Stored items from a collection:
════

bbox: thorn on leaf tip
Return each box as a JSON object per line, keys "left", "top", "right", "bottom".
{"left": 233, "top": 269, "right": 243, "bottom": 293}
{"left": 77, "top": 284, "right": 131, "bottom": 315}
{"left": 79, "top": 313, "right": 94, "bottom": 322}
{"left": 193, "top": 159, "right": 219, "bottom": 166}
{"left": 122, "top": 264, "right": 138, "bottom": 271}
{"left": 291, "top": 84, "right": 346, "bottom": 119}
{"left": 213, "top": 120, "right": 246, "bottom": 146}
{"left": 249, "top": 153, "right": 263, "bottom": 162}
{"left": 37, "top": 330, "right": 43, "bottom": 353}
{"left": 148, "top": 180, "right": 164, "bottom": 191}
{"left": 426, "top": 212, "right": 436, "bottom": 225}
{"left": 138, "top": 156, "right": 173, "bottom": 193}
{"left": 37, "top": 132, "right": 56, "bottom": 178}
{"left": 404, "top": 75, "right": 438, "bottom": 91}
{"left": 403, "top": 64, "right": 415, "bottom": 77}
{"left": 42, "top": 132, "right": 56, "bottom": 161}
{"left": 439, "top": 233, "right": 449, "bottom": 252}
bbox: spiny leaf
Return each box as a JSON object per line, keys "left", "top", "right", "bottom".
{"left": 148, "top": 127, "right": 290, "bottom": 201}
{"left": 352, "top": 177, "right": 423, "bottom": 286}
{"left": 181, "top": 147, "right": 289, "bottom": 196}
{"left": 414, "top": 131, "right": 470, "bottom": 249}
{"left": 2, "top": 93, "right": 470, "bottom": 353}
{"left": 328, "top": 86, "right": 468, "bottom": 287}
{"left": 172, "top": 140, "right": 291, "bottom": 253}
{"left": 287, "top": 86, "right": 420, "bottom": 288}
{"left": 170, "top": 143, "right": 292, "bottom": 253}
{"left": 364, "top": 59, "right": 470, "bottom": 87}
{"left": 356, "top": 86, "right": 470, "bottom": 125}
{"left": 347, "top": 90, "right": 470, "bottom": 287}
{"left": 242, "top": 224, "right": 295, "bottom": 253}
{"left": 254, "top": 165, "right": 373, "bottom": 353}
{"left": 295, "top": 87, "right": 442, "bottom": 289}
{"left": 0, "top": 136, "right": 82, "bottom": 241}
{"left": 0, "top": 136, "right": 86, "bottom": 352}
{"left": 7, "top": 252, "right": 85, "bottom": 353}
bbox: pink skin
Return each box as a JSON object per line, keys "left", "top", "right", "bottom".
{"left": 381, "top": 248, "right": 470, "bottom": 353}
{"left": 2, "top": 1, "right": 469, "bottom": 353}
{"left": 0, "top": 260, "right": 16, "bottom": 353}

════

§ **TASK ITEM**: In the records above, how many lines include "bbox"? Reply only with the number.

§ **ANSWER TO THE EXERCISE**: 3